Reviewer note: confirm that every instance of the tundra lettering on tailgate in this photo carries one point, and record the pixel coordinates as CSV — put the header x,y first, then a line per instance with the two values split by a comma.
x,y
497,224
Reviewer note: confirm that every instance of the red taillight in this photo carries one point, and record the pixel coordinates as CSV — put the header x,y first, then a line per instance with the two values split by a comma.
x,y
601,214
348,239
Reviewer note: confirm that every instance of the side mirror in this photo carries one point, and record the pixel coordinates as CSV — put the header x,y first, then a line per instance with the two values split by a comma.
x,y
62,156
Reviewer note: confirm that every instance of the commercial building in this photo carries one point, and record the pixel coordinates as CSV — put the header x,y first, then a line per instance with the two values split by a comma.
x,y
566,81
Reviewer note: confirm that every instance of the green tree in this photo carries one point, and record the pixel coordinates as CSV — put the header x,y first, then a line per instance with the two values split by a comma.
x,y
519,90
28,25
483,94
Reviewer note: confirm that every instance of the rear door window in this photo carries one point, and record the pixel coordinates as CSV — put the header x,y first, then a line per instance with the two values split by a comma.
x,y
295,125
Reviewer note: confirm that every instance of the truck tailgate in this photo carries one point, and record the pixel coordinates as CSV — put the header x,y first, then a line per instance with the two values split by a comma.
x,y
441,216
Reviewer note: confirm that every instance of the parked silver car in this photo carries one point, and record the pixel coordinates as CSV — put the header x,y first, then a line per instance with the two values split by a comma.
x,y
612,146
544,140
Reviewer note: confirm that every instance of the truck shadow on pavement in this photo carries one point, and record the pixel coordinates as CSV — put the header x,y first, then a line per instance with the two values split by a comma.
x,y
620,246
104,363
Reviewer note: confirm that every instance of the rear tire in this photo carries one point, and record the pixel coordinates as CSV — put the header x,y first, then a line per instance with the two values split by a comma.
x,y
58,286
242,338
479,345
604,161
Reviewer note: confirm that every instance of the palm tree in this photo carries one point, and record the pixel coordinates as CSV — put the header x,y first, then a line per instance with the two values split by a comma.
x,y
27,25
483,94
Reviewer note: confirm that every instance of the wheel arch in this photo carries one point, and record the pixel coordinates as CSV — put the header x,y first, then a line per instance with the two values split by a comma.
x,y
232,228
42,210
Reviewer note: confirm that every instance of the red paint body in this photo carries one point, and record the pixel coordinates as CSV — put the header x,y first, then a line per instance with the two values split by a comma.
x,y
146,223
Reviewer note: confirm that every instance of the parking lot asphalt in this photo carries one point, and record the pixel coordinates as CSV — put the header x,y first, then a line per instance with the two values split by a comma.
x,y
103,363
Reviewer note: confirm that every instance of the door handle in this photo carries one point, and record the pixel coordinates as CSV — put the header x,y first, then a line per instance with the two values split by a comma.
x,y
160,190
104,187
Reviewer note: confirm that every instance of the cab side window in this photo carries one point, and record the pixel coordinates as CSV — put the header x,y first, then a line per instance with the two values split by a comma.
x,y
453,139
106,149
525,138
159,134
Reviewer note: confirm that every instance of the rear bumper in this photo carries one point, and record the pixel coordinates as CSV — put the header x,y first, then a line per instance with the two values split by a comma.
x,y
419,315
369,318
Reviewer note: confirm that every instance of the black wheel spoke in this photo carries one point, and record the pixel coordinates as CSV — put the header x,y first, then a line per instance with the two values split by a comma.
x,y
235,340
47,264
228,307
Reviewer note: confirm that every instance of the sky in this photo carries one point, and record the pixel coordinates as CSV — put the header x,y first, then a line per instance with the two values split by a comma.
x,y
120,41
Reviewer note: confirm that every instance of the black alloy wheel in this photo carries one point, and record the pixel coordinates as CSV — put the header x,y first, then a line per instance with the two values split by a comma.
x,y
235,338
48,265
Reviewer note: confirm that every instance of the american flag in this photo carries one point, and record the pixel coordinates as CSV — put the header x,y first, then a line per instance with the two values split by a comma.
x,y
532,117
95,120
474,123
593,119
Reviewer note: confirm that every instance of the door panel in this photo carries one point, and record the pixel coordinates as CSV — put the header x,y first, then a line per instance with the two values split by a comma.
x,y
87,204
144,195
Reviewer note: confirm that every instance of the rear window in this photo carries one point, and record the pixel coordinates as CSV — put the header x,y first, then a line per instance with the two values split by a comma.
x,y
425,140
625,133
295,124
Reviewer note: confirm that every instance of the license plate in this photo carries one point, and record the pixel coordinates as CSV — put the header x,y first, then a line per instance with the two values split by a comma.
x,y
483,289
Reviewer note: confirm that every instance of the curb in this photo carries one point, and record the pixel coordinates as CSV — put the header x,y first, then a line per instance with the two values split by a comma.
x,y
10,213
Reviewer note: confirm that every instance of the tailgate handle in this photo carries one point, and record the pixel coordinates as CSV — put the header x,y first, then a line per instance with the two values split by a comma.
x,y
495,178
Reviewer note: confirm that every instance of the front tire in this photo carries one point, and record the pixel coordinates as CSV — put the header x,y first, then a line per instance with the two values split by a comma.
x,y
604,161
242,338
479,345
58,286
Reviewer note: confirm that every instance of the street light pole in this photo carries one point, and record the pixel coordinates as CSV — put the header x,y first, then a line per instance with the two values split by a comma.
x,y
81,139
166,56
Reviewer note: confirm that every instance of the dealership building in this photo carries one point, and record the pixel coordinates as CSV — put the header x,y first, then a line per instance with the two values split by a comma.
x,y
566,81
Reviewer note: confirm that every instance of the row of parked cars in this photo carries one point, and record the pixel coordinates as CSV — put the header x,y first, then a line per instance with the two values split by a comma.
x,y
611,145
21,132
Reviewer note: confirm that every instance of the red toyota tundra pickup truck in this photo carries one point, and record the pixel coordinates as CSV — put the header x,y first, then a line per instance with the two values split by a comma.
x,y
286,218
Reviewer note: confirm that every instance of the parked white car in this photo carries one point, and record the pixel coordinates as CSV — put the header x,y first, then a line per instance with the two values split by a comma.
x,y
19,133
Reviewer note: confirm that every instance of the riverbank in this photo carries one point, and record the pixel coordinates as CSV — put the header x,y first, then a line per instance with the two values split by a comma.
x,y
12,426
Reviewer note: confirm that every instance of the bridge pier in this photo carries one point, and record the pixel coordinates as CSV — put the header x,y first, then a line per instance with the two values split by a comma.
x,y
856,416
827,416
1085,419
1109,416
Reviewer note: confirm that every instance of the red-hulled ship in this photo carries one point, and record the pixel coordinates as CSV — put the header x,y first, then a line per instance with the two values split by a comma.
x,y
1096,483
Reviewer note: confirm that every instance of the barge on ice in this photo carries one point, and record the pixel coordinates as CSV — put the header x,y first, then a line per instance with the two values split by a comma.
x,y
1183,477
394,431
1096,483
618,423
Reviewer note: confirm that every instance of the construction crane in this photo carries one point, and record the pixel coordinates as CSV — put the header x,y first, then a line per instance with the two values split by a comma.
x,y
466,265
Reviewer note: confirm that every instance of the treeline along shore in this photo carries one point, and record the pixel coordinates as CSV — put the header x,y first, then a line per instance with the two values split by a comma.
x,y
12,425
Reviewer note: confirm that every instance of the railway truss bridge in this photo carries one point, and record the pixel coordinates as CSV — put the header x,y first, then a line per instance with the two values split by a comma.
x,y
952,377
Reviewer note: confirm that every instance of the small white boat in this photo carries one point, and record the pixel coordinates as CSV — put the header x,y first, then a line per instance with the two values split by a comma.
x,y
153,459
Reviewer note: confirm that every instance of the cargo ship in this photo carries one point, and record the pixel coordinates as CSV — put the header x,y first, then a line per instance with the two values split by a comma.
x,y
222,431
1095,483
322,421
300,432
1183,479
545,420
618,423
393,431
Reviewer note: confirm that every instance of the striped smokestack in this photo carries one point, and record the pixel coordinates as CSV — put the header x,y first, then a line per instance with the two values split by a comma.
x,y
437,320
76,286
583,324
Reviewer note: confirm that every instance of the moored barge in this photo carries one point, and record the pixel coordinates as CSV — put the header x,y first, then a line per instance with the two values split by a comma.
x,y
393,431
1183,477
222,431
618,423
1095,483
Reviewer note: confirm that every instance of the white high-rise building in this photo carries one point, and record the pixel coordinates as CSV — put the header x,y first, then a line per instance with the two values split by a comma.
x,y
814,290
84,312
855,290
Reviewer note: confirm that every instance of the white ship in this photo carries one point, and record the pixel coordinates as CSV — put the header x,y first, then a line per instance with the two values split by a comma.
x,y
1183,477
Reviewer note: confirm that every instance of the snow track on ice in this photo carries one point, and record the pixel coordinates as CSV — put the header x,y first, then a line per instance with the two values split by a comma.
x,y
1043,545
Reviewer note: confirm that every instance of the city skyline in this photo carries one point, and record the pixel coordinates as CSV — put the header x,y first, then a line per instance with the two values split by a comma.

→ **What you should do**
Quote the lines of the listing above that run from the line with "Reviewer note: confirm that every instance of the white ship" through its last line, both included, and nothing else.

→ **Solution below**
Reviewer note: confirm that every instance of the white ship in this photo carries one point, and record the pixel coordinates as CSV — put the header x,y first, then a line per instance with the two values split by a comma.
x,y
1183,477
Reviewer note: confirm that every instance of the snow track on ice in this photo carries one point, and record the pixel coordinates as CSV — put the header x,y first, then a line per instance with the two values split by a comma.
x,y
1043,545
Reviewer note: confirm that every instance of the city skyline in this photo carries one point, and record the pixel coordinates as CSV — put the header x,y first, then a line per instance with the two values split by a comma.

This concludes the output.